## Используя сведения
1. По фрагменту о внушении в бодрственном состоянии объясните в одном–трех предложениях, что нужно делать, если человек начинает противодействовать внушению.
2. Продолжите фрагмент о внушении в бодрственном состоянии с того места, где он заканчивается.

::: Фрагмент текста

ВНУШЕНИЕ В БОДРСТВЕННОМ СОСТОЯНИИ

   Опыт показывает далее, что есть лица, для которых бодрственное состояние сознания представляет почти столь же благоприятное условие для внушения, как и гипноз. У такого рода лиц удается всякое вообще внушение и в совершенно бодрственном состоянии, следовательно, при наличности воли. Словом, у этих лиц внушения могут быть производимы в бодрственном состоянии так же легко и просто, как у других в состоянии гипноза.
   Для действительности внушения от такого лица не требуется ничего кроме того, чтобы он слушал и не противодействовал. Если он начинает противодействовать внушению, достаточно усилить последнее, а если этого недостаточно, то стоит только внушить, что сопротивление невозможно, и внушению открывается полный простор.

::::::
::: Исходные данные

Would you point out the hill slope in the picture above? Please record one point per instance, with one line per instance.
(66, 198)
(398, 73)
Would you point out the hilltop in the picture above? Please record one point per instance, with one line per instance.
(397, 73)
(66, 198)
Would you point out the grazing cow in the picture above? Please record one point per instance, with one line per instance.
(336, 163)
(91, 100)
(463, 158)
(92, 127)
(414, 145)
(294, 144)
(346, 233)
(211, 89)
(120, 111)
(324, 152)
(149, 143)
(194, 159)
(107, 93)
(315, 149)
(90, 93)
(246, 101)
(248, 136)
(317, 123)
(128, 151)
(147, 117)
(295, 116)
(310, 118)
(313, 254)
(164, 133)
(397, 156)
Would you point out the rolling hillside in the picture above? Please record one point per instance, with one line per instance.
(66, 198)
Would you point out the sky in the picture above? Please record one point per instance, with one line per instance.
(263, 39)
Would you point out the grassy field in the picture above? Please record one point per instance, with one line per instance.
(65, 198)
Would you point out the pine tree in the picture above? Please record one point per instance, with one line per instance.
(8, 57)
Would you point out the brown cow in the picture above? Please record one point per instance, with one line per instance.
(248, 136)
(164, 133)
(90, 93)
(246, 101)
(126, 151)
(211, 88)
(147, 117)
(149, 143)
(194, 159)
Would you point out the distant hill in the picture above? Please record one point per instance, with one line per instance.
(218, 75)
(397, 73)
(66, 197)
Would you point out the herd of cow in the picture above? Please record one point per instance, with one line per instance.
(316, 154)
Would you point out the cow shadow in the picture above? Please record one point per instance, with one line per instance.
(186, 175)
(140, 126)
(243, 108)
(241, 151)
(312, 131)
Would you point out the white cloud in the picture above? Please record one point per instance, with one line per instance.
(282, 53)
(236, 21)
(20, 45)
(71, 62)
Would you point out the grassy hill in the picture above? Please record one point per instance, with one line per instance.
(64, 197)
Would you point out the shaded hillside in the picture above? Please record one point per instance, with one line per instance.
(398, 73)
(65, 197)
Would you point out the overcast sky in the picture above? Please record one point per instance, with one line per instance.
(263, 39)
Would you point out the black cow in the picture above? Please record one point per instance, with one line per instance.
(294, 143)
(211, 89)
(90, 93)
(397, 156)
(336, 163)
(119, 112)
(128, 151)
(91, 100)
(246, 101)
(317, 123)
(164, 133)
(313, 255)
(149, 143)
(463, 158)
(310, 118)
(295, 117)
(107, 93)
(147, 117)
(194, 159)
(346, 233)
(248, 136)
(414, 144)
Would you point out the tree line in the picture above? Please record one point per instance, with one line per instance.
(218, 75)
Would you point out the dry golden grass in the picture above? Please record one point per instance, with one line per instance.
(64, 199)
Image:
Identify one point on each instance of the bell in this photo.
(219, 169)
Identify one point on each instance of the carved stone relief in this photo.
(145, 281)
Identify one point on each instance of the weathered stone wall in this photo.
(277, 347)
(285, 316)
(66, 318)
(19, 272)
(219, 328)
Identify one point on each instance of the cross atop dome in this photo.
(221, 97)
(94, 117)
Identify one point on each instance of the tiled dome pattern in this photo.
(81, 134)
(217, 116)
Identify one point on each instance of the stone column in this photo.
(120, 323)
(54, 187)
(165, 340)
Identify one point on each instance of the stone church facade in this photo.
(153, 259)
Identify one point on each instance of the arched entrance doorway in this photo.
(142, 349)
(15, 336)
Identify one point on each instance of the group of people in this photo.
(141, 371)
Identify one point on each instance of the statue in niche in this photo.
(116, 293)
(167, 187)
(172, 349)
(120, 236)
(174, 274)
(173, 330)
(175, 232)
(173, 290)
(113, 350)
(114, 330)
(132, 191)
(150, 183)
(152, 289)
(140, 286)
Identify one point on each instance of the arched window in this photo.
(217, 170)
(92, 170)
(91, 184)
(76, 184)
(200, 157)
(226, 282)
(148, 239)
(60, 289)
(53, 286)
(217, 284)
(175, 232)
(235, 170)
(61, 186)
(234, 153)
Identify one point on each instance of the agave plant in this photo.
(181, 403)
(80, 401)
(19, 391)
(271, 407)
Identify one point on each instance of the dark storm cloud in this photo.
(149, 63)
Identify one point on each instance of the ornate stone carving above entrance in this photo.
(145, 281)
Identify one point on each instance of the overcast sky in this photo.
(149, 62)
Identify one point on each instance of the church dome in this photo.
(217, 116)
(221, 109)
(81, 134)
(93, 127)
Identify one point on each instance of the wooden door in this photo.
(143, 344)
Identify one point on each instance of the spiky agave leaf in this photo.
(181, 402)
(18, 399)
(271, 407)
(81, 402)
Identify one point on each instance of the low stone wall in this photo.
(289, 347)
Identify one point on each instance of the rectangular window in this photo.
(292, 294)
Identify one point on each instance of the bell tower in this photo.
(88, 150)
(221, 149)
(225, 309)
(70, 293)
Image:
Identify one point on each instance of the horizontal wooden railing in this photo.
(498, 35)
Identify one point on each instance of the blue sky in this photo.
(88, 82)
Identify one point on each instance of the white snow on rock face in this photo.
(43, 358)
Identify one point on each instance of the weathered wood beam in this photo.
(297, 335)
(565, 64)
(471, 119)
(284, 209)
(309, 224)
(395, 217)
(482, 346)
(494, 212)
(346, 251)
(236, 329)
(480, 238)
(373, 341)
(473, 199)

::::::

## Ответы по номерам
1. Если человек начинает противодействовать, внушение нужно усилить. Если этого мало, достаточно внушить ему, что сопротивление невозможно. Тогда внушению открывается полный простор.

2.
   Вся особенность этих лиц сводится к тому, что они допускают в свое сознание вторгнуться посторонней идее пассивно, не вмешиваясь своим «я» в сущность и в критику этой идеи, иначе говоря, пропуская ее в свое сознание без активного внимания подобно тому, как человек воспринимает что-либо в рассеянности.
   Всякий знает, что, будучи рассеянными и невнимательными, мы можем давать на задаваемые вопросы совершенно не подходящие для нас ответы; можем признавать то, что мы несомненно отвергнули бы, если бы отнеслись к вопросу с вниманием, нередко мы не знаем даже, что данный вопрос был нам задаваем, иначе говоря, мы имеем настоящую амнезию. С другой стороны, при отвлечении внимания мы не замечаем нередко своих ощущений, можем даже заглушить резкие болезненные ощущения. В других случаях мы испытываем без всякой видимой причины безотчетную тоску или душевную боль, или же нам незаметно для нас самих может быть навязан тот или другой мотив, привита та или другая идея и т. п.
   Словом, в состоянии рассеянности, когда наше «я» чем-нибудь занято или отвлечено в известном направлении, мы получаем состояние, благоприятствующее внушению, вследствие чего, будучи введено в психическую сферу, оно проникает в него помимо «я» или, по крайней мере, без его активного участия и не может быть подвергнуто соответствующей критике и переработке.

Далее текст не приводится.